▶ Instruction: Repeat word for word the stretch of lines below that opens with the line containing "Practice step: locate the spotted" and closes with the line containing "x=282, y=193", both of those lines included.

▶ Input:

___

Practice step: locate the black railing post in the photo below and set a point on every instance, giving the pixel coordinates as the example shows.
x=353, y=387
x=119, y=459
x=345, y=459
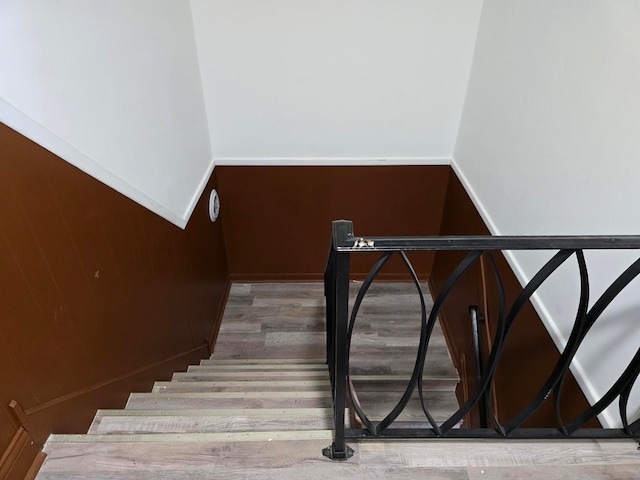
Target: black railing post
x=338, y=450
x=330, y=295
x=477, y=353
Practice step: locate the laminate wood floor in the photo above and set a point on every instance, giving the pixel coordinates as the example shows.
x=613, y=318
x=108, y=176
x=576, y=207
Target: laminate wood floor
x=260, y=407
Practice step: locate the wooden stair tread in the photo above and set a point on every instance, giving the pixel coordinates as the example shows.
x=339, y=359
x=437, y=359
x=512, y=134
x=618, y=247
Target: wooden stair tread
x=193, y=437
x=261, y=361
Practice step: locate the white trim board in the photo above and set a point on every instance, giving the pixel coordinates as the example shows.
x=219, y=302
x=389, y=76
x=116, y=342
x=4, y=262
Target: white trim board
x=27, y=126
x=329, y=161
x=585, y=384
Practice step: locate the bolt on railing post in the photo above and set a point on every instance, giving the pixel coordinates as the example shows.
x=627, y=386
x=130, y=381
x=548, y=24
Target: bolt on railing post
x=338, y=450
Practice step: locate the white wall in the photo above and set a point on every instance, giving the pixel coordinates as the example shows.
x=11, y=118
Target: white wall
x=549, y=143
x=114, y=88
x=334, y=81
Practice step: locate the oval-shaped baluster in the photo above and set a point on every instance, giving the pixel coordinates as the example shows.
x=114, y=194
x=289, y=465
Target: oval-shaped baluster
x=384, y=258
x=502, y=332
x=563, y=363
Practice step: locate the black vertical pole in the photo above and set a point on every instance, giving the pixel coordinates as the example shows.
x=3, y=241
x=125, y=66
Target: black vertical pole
x=475, y=332
x=338, y=450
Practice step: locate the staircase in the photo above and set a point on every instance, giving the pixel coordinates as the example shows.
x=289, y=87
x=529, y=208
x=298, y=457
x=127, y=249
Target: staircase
x=260, y=408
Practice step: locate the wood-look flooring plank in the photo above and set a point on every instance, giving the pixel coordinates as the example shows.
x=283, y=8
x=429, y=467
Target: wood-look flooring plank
x=315, y=385
x=248, y=375
x=261, y=361
x=261, y=367
x=209, y=423
x=265, y=400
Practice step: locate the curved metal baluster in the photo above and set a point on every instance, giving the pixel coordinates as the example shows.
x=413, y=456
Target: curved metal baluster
x=423, y=327
x=384, y=258
x=628, y=376
x=502, y=308
x=453, y=279
x=624, y=402
x=634, y=428
x=425, y=334
x=557, y=390
x=496, y=351
x=565, y=359
x=598, y=308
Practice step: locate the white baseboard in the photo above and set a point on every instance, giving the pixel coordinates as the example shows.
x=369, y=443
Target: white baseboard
x=329, y=161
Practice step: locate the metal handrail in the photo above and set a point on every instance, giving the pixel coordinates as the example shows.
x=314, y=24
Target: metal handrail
x=340, y=324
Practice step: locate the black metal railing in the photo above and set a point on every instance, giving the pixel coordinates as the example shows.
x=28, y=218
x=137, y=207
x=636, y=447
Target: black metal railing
x=340, y=325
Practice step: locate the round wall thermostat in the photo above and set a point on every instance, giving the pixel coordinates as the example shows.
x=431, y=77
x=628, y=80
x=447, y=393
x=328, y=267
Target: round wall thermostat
x=214, y=206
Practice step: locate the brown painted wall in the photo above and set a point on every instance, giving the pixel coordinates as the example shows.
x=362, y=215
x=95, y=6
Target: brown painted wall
x=98, y=296
x=529, y=353
x=277, y=220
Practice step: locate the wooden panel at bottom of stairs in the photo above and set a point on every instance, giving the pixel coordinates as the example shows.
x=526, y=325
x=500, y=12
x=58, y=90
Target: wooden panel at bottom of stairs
x=19, y=457
x=301, y=459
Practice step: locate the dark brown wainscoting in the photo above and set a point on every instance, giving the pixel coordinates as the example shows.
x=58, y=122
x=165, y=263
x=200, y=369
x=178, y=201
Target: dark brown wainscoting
x=277, y=220
x=99, y=296
x=529, y=353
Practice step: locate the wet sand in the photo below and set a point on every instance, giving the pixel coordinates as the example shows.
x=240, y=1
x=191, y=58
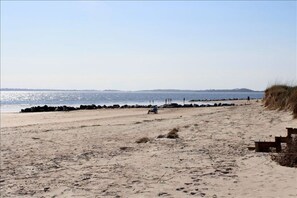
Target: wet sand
x=92, y=153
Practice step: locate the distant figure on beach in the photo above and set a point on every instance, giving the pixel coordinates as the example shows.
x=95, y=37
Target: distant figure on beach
x=153, y=110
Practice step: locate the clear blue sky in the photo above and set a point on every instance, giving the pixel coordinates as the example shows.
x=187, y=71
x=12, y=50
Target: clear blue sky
x=147, y=45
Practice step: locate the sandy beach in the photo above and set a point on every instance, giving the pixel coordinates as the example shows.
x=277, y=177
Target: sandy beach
x=93, y=153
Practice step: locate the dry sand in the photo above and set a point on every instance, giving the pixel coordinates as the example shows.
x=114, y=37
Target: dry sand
x=93, y=153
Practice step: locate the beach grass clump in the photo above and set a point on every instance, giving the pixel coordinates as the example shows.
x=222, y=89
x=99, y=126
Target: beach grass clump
x=173, y=134
x=281, y=97
x=143, y=140
x=288, y=157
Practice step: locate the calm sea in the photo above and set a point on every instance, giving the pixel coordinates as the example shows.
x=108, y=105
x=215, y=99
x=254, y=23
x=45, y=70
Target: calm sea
x=14, y=101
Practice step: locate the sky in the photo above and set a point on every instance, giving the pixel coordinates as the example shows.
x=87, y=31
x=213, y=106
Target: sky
x=137, y=45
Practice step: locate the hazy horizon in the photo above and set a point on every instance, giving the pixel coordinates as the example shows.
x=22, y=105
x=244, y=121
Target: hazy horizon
x=192, y=45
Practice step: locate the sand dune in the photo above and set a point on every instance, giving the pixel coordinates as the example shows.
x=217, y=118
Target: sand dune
x=93, y=153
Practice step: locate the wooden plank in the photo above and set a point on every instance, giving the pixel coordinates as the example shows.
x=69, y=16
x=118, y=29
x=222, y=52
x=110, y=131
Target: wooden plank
x=291, y=131
x=264, y=146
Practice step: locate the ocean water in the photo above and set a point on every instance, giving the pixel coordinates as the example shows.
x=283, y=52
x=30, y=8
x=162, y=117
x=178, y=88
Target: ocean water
x=14, y=101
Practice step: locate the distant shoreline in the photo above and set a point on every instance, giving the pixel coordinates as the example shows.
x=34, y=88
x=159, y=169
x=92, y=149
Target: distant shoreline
x=153, y=90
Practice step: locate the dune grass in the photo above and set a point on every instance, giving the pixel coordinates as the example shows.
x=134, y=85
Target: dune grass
x=281, y=97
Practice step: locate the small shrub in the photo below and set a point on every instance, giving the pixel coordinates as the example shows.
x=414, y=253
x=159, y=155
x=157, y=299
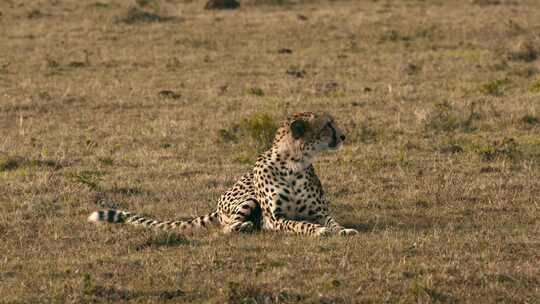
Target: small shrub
x=259, y=128
x=272, y=2
x=243, y=293
x=164, y=239
x=222, y=4
x=442, y=118
x=529, y=119
x=507, y=148
x=494, y=87
x=256, y=91
x=535, y=86
x=136, y=15
x=524, y=50
x=452, y=148
x=9, y=163
x=86, y=177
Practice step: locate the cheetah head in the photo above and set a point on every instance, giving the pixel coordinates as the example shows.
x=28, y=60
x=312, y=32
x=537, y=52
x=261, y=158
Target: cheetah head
x=304, y=135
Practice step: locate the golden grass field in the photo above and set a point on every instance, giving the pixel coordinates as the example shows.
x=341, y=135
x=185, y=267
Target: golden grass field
x=158, y=109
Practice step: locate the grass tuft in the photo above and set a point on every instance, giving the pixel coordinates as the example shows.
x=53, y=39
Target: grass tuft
x=494, y=87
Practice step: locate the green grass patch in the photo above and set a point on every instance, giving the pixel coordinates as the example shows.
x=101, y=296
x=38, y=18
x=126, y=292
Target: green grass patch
x=495, y=87
x=535, y=86
x=257, y=128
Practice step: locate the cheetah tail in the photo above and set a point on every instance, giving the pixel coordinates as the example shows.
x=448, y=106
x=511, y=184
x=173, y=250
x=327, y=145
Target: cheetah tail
x=119, y=216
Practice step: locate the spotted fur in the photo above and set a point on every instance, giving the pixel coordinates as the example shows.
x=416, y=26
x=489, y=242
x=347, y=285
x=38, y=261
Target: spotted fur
x=282, y=193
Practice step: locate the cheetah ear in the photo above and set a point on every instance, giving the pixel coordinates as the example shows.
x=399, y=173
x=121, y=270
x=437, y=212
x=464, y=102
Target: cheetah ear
x=298, y=128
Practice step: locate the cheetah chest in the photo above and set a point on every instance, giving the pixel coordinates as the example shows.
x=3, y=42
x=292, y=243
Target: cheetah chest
x=300, y=199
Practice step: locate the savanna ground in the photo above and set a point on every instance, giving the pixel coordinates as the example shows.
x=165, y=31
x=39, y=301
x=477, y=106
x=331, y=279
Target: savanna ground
x=158, y=109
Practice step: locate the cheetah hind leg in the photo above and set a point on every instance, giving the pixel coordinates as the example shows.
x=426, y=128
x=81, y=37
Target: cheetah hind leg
x=245, y=217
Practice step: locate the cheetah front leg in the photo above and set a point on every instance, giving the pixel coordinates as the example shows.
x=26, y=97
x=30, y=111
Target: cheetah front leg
x=242, y=216
x=278, y=222
x=329, y=222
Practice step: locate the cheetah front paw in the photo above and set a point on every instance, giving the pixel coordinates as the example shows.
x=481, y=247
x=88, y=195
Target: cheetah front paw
x=246, y=227
x=323, y=231
x=240, y=227
x=348, y=232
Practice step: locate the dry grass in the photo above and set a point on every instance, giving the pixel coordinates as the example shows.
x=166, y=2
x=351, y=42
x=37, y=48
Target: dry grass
x=161, y=114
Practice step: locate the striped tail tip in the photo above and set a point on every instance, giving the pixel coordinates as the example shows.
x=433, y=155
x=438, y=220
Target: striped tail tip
x=94, y=217
x=110, y=216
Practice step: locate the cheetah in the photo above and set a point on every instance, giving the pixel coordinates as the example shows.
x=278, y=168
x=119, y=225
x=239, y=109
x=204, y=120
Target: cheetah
x=281, y=193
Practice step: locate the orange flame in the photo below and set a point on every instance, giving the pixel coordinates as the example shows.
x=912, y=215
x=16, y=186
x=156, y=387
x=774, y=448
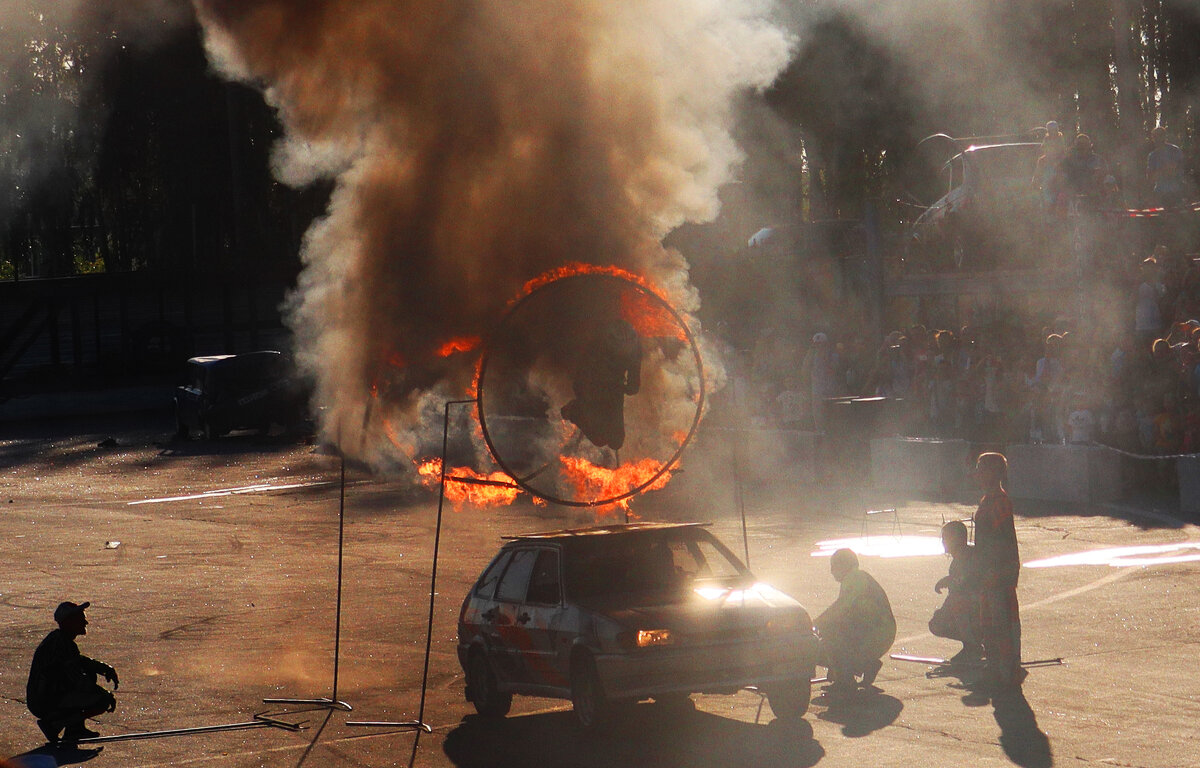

___

▶ Exercise response:
Practice step: locate the spotted fur in the photo above and set a point on every instance, giving the pixel coordinates as the example shows.
x=416, y=26
x=489, y=242
x=347, y=285
x=38, y=261
Target: spotted fur
x=282, y=193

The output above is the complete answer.